> **Problem statement**
Find the line containing "Mark each instance of the white panel" in the entries; transcribe it and all remaining lines through the end, exactly as they appear, but not the pictures.

> **Provided entries**
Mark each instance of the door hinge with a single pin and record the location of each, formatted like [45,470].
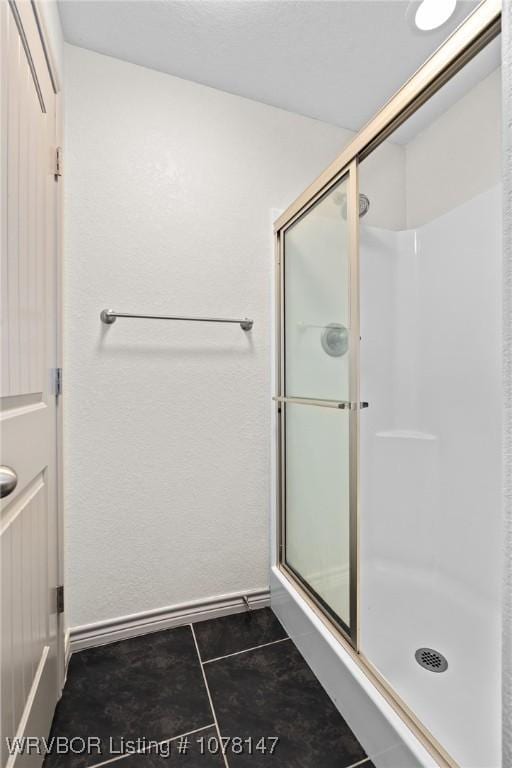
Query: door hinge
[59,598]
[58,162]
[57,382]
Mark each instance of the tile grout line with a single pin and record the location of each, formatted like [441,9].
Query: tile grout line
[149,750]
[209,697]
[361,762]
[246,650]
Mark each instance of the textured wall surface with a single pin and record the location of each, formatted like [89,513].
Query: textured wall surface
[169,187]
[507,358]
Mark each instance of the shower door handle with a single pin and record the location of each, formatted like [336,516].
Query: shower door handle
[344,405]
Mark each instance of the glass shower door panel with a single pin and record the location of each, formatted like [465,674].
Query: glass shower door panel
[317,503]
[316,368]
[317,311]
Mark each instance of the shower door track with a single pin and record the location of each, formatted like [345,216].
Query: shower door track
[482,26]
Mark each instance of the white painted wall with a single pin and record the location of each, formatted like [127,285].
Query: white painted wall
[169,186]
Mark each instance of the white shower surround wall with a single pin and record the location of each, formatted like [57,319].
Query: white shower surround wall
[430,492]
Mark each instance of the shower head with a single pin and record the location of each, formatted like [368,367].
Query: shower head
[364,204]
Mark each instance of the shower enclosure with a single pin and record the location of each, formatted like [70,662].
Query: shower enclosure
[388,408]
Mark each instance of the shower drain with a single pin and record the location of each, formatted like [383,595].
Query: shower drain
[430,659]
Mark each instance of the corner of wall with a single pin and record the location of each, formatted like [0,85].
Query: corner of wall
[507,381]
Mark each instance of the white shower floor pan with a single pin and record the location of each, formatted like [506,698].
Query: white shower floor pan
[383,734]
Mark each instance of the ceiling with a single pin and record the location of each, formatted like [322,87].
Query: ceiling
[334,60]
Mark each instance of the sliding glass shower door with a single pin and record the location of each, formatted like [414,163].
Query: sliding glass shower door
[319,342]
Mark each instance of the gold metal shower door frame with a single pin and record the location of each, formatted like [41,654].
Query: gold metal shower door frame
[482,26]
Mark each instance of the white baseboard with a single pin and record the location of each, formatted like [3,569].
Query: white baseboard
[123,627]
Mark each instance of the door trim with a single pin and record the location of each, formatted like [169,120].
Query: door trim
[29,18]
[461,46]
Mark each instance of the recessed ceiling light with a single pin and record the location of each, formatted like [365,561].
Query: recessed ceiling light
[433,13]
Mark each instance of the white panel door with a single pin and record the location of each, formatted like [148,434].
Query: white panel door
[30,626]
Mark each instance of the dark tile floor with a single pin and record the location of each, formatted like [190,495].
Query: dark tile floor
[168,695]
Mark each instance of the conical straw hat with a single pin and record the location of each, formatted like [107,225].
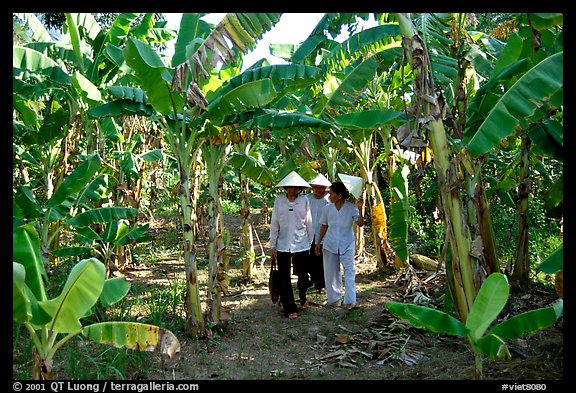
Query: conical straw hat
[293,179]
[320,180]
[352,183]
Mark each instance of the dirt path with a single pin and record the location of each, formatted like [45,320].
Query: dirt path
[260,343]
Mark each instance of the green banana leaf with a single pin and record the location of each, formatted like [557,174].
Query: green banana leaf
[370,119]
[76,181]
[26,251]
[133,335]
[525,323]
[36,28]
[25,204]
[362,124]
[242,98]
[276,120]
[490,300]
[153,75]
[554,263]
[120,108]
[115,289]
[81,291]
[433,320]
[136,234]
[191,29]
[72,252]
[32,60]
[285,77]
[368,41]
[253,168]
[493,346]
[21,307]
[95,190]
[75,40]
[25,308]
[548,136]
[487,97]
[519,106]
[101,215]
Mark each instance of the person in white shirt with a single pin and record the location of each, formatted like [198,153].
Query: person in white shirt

> **Output**
Mark each instance of the white panel door with a single pin and record the location of each, formatted like [148,434].
Query: white panel door
[30,626]
Mark each instance of the dark tile floor with a single pin and record the location of each, formatted like [190,495].
Query: dark tile floor
[168,695]
Mark each instance of the conical straw hat with a single pin and record the location of each, formatted like [107,225].
Query: conical straw hat
[293,179]
[320,180]
[352,183]
Mark each instance of the dirt path with a single pin and record the location of each, formatted like [45,320].
Query: dirt path
[260,343]
Mark each instance of the green banana leaf with a single pin and record the location of each, formatted like [557,174].
Query: green banana leaf
[370,119]
[76,181]
[26,251]
[133,335]
[525,323]
[36,28]
[25,204]
[362,124]
[242,98]
[276,120]
[490,300]
[153,75]
[554,263]
[120,108]
[115,289]
[81,291]
[433,320]
[136,234]
[191,29]
[72,252]
[32,60]
[285,77]
[368,41]
[253,168]
[493,346]
[21,307]
[95,190]
[75,40]
[25,308]
[548,136]
[487,97]
[519,106]
[101,215]
Mark each instance of the person in white shirt with a single pin and record the location of each, formatted like [198,153].
Query: person in white shirt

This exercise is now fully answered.